:: GIVEN RECORDS
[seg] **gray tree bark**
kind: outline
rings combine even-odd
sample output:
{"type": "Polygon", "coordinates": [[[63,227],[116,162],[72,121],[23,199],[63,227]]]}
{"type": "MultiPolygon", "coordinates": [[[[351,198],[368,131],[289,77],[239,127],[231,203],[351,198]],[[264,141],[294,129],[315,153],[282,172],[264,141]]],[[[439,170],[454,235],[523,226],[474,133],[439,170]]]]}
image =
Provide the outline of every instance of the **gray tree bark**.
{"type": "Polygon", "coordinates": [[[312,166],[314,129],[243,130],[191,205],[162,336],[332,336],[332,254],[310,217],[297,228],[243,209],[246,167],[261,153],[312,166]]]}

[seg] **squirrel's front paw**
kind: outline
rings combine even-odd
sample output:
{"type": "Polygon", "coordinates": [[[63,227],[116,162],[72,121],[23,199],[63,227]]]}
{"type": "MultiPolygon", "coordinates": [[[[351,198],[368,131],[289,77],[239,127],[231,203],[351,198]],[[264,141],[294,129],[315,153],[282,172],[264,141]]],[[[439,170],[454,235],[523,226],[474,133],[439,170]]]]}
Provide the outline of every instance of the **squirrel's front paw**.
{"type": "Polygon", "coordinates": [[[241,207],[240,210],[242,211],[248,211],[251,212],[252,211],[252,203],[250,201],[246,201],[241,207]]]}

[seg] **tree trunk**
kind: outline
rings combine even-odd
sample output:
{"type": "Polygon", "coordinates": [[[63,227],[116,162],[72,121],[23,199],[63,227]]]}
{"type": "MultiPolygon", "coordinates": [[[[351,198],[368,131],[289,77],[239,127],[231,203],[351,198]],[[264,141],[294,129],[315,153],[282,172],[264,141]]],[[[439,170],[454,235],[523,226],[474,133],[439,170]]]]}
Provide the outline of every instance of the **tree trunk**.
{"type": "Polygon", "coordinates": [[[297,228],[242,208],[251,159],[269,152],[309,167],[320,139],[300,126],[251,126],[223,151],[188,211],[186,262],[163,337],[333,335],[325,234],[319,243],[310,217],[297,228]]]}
::::
▶ [WORK TO BE COMPLETED]: Every line of the material should be transcribed without alteration.

▶ [ANSWER TO THE EXERCISE]:
[seg] **gray tree bark**
kind: outline
rings combine even-odd
sample output:
{"type": "Polygon", "coordinates": [[[63,227],[116,162],[72,121],[23,199],[63,227]]]}
{"type": "MultiPolygon", "coordinates": [[[[351,198],[368,131],[289,77],[239,127],[231,203],[351,198]],[[264,141],[294,129],[315,153],[282,172],[264,141]]],[[[439,170],[454,235],[523,226],[474,133],[439,170]]]]}
image =
Provide the outline of every instance of the **gray tree bark**.
{"type": "Polygon", "coordinates": [[[312,166],[314,129],[243,130],[191,205],[162,336],[332,336],[332,254],[310,217],[297,228],[243,209],[246,167],[261,153],[312,166]]]}

[seg] **squirrel's front paw**
kind: outline
rings combine even-odd
sample output:
{"type": "Polygon", "coordinates": [[[63,227],[116,162],[72,121],[23,199],[63,227]]]}
{"type": "MultiPolygon", "coordinates": [[[[351,198],[368,131],[289,77],[239,127],[231,203],[351,198]],[[264,141],[294,129],[315,153],[282,172],[264,141]]],[[[439,170],[454,235],[523,226],[474,133],[439,170]]]]}
Provide the outline of every instance of the **squirrel's front paw**.
{"type": "Polygon", "coordinates": [[[241,207],[240,210],[242,211],[248,211],[251,212],[252,211],[252,203],[250,201],[246,201],[241,207]]]}

[seg] **tree trunk**
kind: outline
rings combine even-odd
sample output:
{"type": "Polygon", "coordinates": [[[63,227],[116,162],[72,121],[23,199],[63,227]]]}
{"type": "MultiPolygon", "coordinates": [[[[351,198],[368,131],[289,77],[239,127],[231,203],[351,198]],[[264,141],[294,129],[315,153],[282,172],[264,141]]],[[[439,170],[454,235],[523,226],[474,133],[439,170]]]]}
Provide the outline of every instance of the **tree trunk**.
{"type": "Polygon", "coordinates": [[[297,228],[242,208],[251,159],[269,152],[309,167],[320,139],[300,126],[251,126],[223,151],[188,211],[186,262],[163,337],[333,335],[325,234],[319,243],[310,217],[297,228]]]}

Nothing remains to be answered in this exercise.